## [EXERCISE BRIEF]
Count the lines holding the string "roll" in the records, and give only the count.

--- MATERIAL SUPPLIED Enclosed Below ---

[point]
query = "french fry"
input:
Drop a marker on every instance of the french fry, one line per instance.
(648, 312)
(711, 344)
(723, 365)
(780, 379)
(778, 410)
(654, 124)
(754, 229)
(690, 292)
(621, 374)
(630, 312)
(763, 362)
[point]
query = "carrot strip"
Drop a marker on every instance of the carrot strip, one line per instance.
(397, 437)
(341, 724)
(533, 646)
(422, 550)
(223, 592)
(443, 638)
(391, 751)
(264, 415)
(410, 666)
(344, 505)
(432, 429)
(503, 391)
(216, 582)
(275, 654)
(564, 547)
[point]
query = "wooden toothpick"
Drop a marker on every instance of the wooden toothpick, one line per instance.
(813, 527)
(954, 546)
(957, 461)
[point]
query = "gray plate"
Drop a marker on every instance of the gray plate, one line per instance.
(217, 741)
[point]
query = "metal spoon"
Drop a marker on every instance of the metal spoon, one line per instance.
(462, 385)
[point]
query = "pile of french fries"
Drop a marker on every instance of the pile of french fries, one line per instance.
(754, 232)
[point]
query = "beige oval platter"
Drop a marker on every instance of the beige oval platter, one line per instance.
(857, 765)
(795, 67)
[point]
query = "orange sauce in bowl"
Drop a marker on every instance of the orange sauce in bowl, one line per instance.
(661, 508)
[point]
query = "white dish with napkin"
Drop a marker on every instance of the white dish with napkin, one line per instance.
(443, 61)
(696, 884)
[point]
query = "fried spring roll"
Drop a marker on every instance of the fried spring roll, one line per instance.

--- End of Enclosed MATERIAL SUPPLIED ---

## [RESPONSE TO THE EXERCISE]
2